■ Consigne 1
Citez sans rien modifier le passage du texte sur le monde d'après compris entre « A défaut de » et « monde d’avant ? », ces deux extraits inclus.
■ Consigne 2
Prolongez le texte sur le monde d'après en reprenant juste après sa dernière phrase.

■ Extrait retenu
+===+
A défaut de pouvoir sortir, ce temps, hors du temps, nous permet de freiner pour un instant la course folle de nos vies calibrées. Une respiration sociétale dans une année charnière, au crépuscule d’une décennie de bouleversements, héritière d’un XXème siècle bouillonnant, et à l’aube d’une ère nouvelle.
Y’aura-t-il un monde d‘après et si oui sera-t-il si dissemblable de ce monde d’avant ?
Est-ce que cette solidarité que nous montrons chaque soir à 20H durera dans ce nouveau monde d’après ? L’individualiste surconsommation ne reprendra-t-elle pas ses droits ? Nous en avons encore (déjà) trop d’exemples dans ce temps de crise. 4h d’attente dans sa voiture à la réouverture d’un McDrive, Vivendi qui vote l’augmentation de ses dividendes à plus de 99,5%, un multirécidiviste qui appelle au calme dans les banlieues… ce dernier point est-il le signe d’un changement profond ou un simple camouflet médiatique ? L’on s’habitue à tout je m’aperçois, même à voir chaque soir s’égrener les chiffres morbides d’un virus inconnu ou les publications récapitulant le nombre de femmes succombant aux frappes de leur conjoint. Mais ces électrochocs ne sont pas encore suffisants et pourraient même se banaliser si on y ajoutait bientôt les chiffres du tabac, ceux de l‘obésité morbide ou des découverts bancaires… car à la crise sanitaire que nous traverserons, succédera celle économique aux retombées incertaines mais, on le sait déjà, dévastatrices.
Je lis depuis plusieurs jours maintenant des réflexions sur ce monde d’après et je crois que nous sommes nombreux à l’appeler de nos vœux. Ce mode de vie occidentale que nous connaissons si bien pour l’avoir créé de nos mains, ou du moins laisser faire parce qu’il nous convenait, n’est plus pérenne. Cet après sera ainsi l’occasion de changer quelque chose pour nous, nos sociétés, notre planète et ceux qui viendront.
+===+
■ Entrées de données
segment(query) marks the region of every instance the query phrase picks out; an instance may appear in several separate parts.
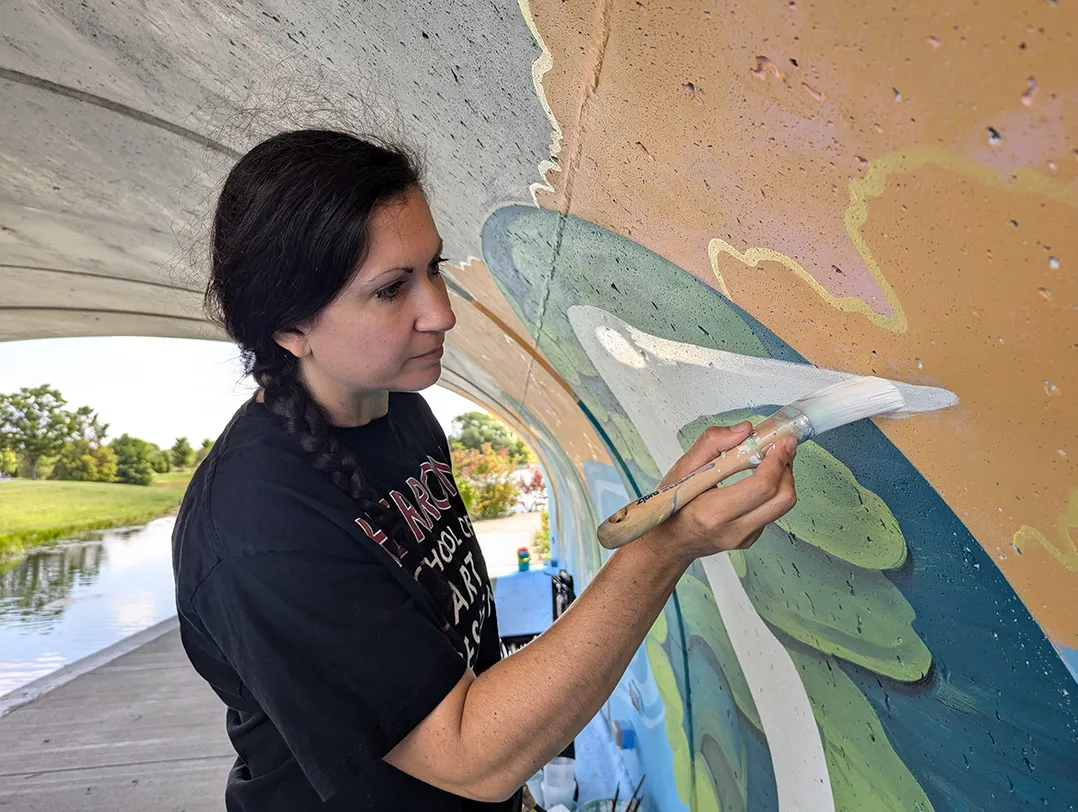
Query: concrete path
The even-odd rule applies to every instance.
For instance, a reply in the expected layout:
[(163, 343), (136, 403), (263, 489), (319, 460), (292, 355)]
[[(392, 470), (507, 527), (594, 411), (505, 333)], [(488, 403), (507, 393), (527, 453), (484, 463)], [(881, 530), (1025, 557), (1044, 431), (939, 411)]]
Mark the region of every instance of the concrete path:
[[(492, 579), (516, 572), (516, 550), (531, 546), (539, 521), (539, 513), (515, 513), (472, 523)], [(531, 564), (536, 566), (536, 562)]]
+===+
■ Réponse rédigée 1
A défaut de pouvoir sortir, ce temps, hors du temps, nous permet de freiner pour un instant la course folle de nos vies calibrées. Une respiration sociétale dans une année charnière, au crépuscule d’une décennie de bouleversements, héritière d’un XXème siècle bouillonnant, et à l’aube d’une ère nouvelle.
Y’aura-t-il un monde d‘après et si oui sera-t-il si dissemblable de ce monde d’avant ?

■ Réponse rédigée 2
Nous sommes nos choix, écrivait Sartre.
Voilà une vérité propre à chacun et chacune et si les actions d’aujourd’hui déterminent notre vie de demain, alors nous devons profiter de cette pause pour nous recentrer sur ce qui fut notre essentiel à une époque et que nous avons perdu de vue, notre cercle, notre famille, nous-même. Manger plus sainement, localement, faire du sport, méditer et prendre soin de ses proches ; tous ces « petits gestes » nous font individuellement, quotidiennement, progresser. Ce sont évidemment de grands principes qu’il est facile de jeter comme ça sur une page blanche mais j’ai cet espoir, peut-être fou, que nous sortirons de cette période plus forts qu’en y entrant. Ironie d’une société basée sur l’individualisme que de voir une réflexion autocentrée amener des temps meilleurs.
Et pour cela il faut changer notre vision court-termiste, porter notre regard ailleurs et faire preuve de résilience car nul ne sait combien de temps encore cela durera. Quoiqu’il en soit nous écrivons ensemble, dans ces moments, une page des livres d’histoires et ceux qui nous survivront regarderont cette période avec attention. A nous de décider si elle y sera inscrite comme le début d’un âge nouveau ou comme une occasion ratée.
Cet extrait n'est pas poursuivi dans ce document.